Passage shown |
====
Matter of Detrick v. Detrick

Matter of Detrick v Detrick (2021 NY Slip Op 03731)
Matter of Detrick v Detrick
2021 NY Slip Op 03731
Decided on June 11, 2021
Appellate Division, Fourth Department
Published by New York State Law Reporting Bureau pursuant to Judiciary Law § 431.
This opinion is uncorrected and subject to revision before publication in the Official Reports.


Decided on June 11, 2021 SUPREME COURT OF THE STATE OF NEW YORK Appellate Division, Fourth Judicial Department
PRESENT: SMITH, J.P., LINDLEY, TROUTMAN, BANNISTER, AND DEJOSEPH, JJ.

521 CAF 20-00814

[*1]IN THE MATTER OF ALICIA M. DETRICK, PETITIONER-RESPONDENT,

v

ROBERT M. DETRICK, RESPONDENT-APPELLANT.




HAYDEN DADD, CONFLICT DEFENDER, GENESEO (BRADLEY E. KEEM OF COUNSEL), FOR RESPONDENT-APPELLANT.

KELLY M. FORST, ROCHESTER, ATTORNEY FOR THE CHILD.



Appeal from an order of the Family Court, Livingston County (Jennifer M. Noto, J.), entered February 19, 2020 in a proceeding pursuant to Family Court Act article 6. The order, among other things, adjudged that respondent shall have supervised visitation with the subject child once per week for no more than one hour.

It is hereby ORDERED that the order so appealed from is unanimously affirmed without costs.
====
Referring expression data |
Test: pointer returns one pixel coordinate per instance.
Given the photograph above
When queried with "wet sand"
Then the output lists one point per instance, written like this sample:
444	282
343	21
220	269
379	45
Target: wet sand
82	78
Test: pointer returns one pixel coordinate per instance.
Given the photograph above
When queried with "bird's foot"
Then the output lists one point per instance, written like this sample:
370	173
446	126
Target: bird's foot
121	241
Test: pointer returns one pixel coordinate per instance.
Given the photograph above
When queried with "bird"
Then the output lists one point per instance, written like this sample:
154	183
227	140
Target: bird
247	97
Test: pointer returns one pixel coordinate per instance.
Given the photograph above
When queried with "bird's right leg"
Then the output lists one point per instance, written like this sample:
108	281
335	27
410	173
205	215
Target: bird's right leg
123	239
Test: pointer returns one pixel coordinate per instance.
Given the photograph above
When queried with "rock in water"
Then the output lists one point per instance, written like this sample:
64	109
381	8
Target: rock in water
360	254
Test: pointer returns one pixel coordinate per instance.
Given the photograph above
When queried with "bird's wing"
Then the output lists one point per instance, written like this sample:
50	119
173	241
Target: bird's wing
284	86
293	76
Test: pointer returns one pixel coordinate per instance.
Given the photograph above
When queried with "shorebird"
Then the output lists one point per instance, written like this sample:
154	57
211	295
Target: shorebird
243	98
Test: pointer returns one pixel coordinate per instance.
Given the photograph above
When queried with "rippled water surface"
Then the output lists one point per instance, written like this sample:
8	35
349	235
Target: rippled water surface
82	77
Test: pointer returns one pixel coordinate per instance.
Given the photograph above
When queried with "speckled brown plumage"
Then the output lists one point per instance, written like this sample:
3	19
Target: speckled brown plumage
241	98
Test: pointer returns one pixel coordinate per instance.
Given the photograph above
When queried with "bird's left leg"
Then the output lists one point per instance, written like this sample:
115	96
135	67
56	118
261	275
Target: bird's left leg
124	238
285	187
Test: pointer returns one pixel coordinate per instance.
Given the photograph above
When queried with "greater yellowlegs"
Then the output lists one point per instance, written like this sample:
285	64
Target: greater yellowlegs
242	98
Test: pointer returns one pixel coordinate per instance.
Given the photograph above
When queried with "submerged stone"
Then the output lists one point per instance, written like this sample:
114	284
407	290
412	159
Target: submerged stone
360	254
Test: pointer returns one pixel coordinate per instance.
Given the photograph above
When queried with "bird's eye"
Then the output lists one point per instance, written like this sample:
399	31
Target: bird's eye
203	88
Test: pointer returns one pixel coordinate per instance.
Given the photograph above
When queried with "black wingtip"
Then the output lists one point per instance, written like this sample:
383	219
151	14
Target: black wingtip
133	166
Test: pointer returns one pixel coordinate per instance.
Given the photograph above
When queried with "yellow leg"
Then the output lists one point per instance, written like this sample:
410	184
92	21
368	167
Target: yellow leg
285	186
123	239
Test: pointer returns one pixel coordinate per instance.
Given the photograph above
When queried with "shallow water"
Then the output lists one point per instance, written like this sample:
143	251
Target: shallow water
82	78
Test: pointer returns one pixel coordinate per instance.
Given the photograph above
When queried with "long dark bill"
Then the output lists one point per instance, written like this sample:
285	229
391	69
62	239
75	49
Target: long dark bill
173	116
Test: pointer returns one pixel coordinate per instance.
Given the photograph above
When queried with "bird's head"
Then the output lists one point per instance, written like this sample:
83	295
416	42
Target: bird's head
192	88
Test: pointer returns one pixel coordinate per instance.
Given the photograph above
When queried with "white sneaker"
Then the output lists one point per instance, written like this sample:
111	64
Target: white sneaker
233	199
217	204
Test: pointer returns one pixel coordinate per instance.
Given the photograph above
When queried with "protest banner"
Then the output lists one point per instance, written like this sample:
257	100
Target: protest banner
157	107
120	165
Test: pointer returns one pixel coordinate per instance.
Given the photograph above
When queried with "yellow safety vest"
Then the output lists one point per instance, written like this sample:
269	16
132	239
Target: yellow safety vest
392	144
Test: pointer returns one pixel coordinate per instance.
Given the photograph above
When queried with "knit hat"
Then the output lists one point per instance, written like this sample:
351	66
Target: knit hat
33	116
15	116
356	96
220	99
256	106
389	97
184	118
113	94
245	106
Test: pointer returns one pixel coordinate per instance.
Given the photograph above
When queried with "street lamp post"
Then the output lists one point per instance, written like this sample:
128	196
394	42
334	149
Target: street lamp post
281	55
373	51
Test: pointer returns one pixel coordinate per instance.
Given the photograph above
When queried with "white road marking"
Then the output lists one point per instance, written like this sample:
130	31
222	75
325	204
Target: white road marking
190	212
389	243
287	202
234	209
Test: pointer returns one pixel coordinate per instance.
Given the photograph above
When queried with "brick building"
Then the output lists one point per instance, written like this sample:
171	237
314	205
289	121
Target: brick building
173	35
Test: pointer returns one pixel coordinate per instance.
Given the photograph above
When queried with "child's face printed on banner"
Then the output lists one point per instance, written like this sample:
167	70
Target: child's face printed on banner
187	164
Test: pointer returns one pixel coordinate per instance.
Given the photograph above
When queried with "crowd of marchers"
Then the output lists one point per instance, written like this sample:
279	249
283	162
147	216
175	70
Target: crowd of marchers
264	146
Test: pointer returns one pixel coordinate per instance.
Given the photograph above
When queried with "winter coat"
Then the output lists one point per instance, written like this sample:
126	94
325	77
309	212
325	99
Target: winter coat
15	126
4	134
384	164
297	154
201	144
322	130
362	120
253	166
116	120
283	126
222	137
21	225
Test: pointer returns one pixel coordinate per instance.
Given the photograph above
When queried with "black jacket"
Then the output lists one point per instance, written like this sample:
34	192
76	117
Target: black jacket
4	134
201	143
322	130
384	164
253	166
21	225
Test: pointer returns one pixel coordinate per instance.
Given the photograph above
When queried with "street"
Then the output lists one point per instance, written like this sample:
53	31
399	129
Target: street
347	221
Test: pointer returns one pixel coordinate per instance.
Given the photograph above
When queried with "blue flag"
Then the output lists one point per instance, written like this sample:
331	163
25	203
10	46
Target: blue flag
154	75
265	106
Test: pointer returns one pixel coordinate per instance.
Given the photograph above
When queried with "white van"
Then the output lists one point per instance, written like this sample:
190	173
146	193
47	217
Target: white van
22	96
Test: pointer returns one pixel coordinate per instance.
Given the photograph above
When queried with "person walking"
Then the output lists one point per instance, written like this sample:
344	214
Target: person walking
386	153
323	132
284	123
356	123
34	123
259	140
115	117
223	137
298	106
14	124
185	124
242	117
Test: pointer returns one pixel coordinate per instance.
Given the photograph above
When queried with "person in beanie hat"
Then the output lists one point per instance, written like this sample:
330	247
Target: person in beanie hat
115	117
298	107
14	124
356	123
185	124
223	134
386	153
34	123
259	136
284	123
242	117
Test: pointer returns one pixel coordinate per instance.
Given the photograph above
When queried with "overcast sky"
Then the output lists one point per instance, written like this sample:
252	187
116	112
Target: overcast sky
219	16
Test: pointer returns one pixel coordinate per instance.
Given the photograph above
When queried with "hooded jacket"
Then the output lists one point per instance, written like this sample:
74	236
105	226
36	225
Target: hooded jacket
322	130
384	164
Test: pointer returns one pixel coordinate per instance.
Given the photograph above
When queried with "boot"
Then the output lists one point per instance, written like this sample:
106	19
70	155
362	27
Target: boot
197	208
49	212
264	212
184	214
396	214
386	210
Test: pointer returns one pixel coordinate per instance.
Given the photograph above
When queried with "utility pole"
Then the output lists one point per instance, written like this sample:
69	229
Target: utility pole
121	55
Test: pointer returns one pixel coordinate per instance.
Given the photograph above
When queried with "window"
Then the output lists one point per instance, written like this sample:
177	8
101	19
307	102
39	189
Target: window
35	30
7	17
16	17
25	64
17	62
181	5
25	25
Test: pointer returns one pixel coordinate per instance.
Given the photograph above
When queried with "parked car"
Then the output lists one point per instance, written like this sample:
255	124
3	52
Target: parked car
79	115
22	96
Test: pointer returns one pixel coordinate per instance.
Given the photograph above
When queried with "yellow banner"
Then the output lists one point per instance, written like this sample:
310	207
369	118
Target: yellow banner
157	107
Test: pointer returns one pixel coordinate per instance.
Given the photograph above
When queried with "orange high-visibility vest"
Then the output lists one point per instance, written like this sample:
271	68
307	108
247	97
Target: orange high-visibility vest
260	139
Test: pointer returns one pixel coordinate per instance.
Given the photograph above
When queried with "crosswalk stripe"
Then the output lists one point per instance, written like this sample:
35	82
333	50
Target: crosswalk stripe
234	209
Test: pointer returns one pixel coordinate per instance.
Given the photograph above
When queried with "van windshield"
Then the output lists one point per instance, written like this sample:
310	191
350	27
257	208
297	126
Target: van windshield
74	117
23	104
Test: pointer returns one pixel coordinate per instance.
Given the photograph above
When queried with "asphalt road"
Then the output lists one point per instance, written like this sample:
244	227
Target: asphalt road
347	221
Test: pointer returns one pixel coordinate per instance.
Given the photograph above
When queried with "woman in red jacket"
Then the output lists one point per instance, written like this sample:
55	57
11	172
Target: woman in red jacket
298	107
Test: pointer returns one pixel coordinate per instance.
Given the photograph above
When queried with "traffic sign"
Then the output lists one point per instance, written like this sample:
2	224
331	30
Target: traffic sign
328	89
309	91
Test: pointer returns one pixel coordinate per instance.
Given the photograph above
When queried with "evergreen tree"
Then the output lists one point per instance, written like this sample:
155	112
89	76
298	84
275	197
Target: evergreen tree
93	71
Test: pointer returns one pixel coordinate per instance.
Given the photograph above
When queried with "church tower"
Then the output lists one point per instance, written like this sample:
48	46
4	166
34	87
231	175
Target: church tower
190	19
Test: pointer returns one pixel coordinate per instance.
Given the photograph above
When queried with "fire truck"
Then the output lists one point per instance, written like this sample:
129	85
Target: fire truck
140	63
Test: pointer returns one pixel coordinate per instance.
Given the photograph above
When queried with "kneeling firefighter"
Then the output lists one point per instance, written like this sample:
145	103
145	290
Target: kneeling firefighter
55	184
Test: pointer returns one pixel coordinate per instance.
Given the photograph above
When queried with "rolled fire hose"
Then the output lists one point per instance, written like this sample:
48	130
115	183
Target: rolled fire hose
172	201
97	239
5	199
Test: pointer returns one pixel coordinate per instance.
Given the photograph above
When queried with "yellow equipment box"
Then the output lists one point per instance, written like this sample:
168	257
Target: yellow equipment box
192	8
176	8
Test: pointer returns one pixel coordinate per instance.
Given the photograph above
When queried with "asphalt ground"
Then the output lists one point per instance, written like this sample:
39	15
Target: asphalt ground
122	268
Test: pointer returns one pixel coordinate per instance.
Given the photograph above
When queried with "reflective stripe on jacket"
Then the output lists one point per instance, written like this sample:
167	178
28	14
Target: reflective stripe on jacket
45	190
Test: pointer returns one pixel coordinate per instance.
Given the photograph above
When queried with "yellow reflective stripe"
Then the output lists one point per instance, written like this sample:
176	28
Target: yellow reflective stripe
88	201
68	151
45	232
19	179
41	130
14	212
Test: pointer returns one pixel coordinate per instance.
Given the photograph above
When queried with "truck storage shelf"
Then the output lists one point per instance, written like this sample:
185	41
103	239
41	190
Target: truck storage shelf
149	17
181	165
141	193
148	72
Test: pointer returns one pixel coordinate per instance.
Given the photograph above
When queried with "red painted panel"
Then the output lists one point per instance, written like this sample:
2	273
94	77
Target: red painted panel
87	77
====
Tasks to complete |
1 – Retype the portion of the Detrick decision that begins at the words "Appeal from an" and stops after "affirmed without costs.".
2 – According to the Detrick decision, what visitation did the appealed order give the respondent with the subject child?
The listing has no connection to the Detrick decision.

Answers |
1 –
Appeal from an order of the Family Court, Livingston County (Jennifer M. Noto, J.), entered February 19, 2020 in a proceeding pursuant to Family Court Act article 6. The order, among other things, adjudged that respondent shall have supervised visitation with the subject child once per week for no more than one hour.

It is hereby ORDERED that the order so appealed from is unanimously affirmed without costs.

2 – Supervised visitation once per week for no more than one hour.